» AIM OF THE TASK
With the pictures omitted, write out the entries that follow exactly as they stand.

» Lines of data

* * *

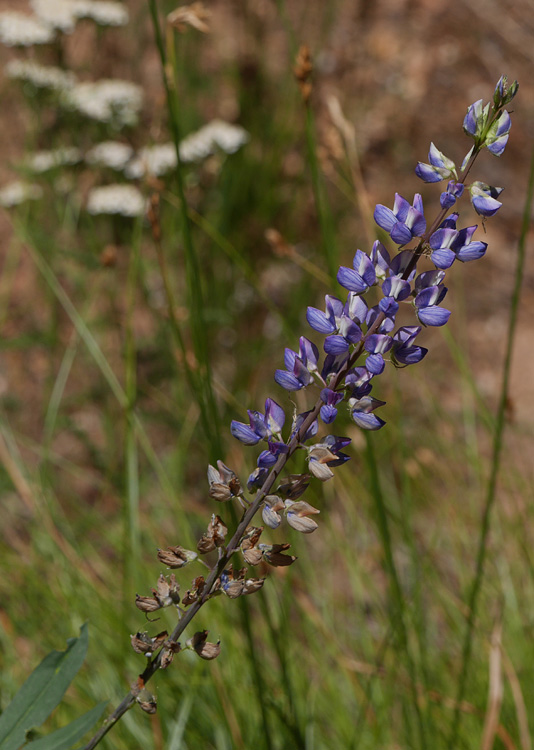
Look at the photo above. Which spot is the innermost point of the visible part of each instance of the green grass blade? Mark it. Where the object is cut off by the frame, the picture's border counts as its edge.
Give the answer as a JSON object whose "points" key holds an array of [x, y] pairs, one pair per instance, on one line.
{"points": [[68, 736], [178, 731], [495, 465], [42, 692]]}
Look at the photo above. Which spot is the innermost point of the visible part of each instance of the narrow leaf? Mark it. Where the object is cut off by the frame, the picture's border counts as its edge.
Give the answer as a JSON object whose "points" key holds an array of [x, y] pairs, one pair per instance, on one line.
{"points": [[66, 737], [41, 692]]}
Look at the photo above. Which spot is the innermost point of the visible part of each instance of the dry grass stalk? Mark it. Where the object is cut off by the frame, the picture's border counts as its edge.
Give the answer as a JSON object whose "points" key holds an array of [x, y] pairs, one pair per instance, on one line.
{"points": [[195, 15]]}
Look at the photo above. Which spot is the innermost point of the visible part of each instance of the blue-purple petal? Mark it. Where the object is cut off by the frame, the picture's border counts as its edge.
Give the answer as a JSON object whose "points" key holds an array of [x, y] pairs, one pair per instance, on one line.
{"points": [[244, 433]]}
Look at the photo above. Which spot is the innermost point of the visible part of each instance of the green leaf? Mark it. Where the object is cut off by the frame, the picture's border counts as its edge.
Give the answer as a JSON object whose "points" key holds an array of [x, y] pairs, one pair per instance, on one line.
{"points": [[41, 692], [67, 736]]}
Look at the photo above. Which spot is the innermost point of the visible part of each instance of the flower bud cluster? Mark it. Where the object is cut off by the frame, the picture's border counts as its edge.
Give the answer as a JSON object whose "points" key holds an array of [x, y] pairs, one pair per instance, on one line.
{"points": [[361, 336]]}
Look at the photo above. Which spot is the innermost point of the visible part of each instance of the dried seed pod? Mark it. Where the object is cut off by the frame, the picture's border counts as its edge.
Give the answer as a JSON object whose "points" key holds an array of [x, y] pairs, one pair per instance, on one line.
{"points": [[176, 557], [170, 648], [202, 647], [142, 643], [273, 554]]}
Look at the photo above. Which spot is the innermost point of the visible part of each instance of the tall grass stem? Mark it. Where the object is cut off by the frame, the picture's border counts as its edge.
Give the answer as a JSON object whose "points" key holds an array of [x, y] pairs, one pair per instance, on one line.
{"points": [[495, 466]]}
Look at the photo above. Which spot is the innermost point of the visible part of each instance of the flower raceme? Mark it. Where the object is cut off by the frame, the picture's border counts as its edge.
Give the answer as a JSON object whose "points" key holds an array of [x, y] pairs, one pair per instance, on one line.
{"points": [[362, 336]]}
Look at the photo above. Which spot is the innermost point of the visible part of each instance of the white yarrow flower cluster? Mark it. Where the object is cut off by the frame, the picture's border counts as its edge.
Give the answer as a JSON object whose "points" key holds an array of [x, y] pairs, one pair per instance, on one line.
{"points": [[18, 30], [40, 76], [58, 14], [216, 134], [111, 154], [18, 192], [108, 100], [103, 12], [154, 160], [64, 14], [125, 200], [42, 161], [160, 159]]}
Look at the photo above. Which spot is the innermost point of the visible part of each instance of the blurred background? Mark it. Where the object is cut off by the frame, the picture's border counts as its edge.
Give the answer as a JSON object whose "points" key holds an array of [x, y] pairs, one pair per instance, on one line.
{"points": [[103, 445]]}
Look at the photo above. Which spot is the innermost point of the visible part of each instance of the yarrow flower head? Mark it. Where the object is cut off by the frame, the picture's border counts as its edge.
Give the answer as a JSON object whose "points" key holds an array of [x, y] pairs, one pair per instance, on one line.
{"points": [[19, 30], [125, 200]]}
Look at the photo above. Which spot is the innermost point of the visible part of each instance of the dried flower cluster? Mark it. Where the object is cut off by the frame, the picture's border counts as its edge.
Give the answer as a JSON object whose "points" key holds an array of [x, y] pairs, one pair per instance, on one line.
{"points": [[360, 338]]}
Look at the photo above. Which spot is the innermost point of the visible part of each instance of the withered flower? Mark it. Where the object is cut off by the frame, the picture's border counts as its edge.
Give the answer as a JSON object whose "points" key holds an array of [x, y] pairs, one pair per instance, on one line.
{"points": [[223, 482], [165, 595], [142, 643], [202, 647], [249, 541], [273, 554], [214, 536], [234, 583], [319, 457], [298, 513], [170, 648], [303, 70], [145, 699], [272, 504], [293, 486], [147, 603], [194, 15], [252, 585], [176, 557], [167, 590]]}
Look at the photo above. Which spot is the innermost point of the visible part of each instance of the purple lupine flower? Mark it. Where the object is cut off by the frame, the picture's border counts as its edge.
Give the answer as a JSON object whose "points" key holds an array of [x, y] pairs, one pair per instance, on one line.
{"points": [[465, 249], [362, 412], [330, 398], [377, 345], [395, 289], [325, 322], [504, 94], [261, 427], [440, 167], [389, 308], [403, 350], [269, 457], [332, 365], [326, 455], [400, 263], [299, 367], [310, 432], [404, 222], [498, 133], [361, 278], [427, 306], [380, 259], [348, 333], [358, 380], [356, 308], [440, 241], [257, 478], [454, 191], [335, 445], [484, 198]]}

* * *

» ANSWER
Look at the photo above. Which spot is the innermost point of the visible part of each instance of the green grass blade? Mark it. Where the object is cut off by the frame, the picture's border counts as its edge.
Give the answer as a JSON object whose "points" key holds an array of [x, y] pairs, one pair per instance, on one line.
{"points": [[68, 736], [178, 731], [495, 465], [42, 692]]}
Look at the photo above. Which spot is the innermost point of the visible part of each instance of the narrow leaf? Mark it. Where the object is cut off by the frame, the picture's border counts as its edge.
Give the answer as a JSON object whose "points" key holds an array of [x, y] pairs, one pair per instance, on one line.
{"points": [[66, 737], [41, 692]]}
Look at the photo above. Which spot is the innermost point of the visible part of each instance of the dry grass stalk? Mark it. Where the object is cut off by the frame, the picture's border counts as its edge.
Give the answer as a JSON object whose "points" key holds an array of [x, y] pairs, one pair per instance, on one line.
{"points": [[195, 15]]}
Look at the photo above. Which spot is the innermost point of the visible part of each instance of the blue-purple petal? Mark it. Where the object is cut off by the frame, the picture's border counts as its edge.
Give the answer as a JSON object whose "points" key holds an array of [x, y] pairs, one pair per instance, on one line.
{"points": [[244, 433]]}
Look at the photo above. Which spot is the innermost point of the visible part of each instance of the green leaf? Mark it. Where the object is cut off by the frame, the picture's border counts as its edge.
Give the answer as a JSON object whose "points" key holds an array of [x, y] pairs, one pair per instance, on one line.
{"points": [[41, 692], [67, 736]]}
Look at the photo above. Which spot is the innermost point of the visible part of each instance of the flower bud cluster? Mark it. Where the object is cut off by the frame, the picture's border counts as its edge.
Give the answer as a JSON object whose "points" key holds an array of [x, y] pairs, one pair per instance, on one line.
{"points": [[361, 336]]}
Look at the photo above. Which spot is the innermost point of the visible part of each instance of the dried seed pod? Mark it. Where the object is cut off by the frame, the picture's border counts as its edge.
Give the answer as a JSON object whose "points" key holds an array of [x, y] pairs, one pair per instance, on one line.
{"points": [[176, 557], [170, 648], [202, 647], [142, 643], [273, 554]]}
Look at the photo above. Which spot is the innermost point of the visible part of each instance of the tall grass stem? Mark it. Where the object is cut off by the frame, the picture's border counts as its edge.
Give the answer as a JSON object whose "points" key holds an array of [x, y] pairs, one pair per instance, on one line.
{"points": [[495, 466]]}
Look at the photo above. Which spot is the innermost point of the visible part of each instance of the flower raceme? Mark it. Where the object is cut off by the frame, the picture's border counts as its edge.
Give the answer as a JSON object whose "points" key holds an array of [x, y] pairs, one pair per instance, on one line.
{"points": [[362, 336]]}
Look at the photo above. Which spot is the innermost point of the visible part of each instance of the white yarrow flower cluster? Mark it. Where the object is cut off by the frame, the picture's border counts as its edge.
Give the answer as a JSON object whose "points" key holds an array of [x, y] pairs, one pair per instance, on one line.
{"points": [[18, 30], [40, 76], [58, 14], [216, 134], [111, 154], [18, 192], [108, 100], [103, 12], [154, 160], [64, 14], [125, 200], [42, 161], [160, 159]]}
Look at the photo above. Which spot is the innermost point of the visible part of each instance of the blurred background? Mark it. Where the object is cut off by the frame, the picture's border counts as its edge.
Give the answer as a JSON object whose "points" key holds an array of [x, y] pairs, one pair per instance, on one line.
{"points": [[103, 445]]}
Look at the photo above. Which spot is the innermost point of the visible part of each instance of the yarrow flower head? Mark it. Where the object is cut off by the frame, the picture's border counts as its edge.
Give the answer as a JSON object whose "points" key holds an array of [x, y] pairs, one pair per instance, on one line.
{"points": [[19, 30], [125, 200]]}
Look at the photo above. Which spot is the innermost point of the visible part of each instance of the dried flower cluster? Mark it. Where the object is cut off by the frame, the picture's border counts as its edge.
Give the answer as a JSON object whose "points" key holds an array of [x, y] pairs, one pair per instance, on one line.
{"points": [[360, 338]]}
Look at the photo above. Which spot is the innermost point of the visible part of each instance of the withered flower? Mark it. Where the object is cut off by the frame, the picture's border counts as its edge.
Give the answer as a JSON object whose "points" key holds an array of [x, y] pairs, one pair per instance, on one line.
{"points": [[223, 482], [165, 595], [142, 643], [202, 647], [249, 541], [273, 554], [214, 536], [234, 583], [319, 457], [298, 513], [170, 648], [303, 70], [145, 699], [272, 504], [293, 486], [147, 603], [194, 15], [252, 585], [176, 557], [167, 590]]}
Look at the photo above. Which spot is the innermost point of the visible part of each instance of the purple lupine flower? Mark it. Where the object is cut off by the frame, the picture's border counts as its edge.
Give the answer as a JSON object whose "points" key holds an array of [x, y] pairs, one pair per instance, on one line.
{"points": [[465, 249], [362, 412], [330, 398], [377, 345], [395, 289], [325, 322], [504, 94], [261, 427], [440, 167], [389, 308], [403, 350], [269, 457], [332, 365], [326, 455], [400, 263], [299, 367], [310, 432], [404, 222], [498, 133], [361, 278], [427, 306], [380, 259], [348, 333], [358, 380], [356, 308], [440, 241], [257, 478], [454, 191], [335, 445], [484, 198]]}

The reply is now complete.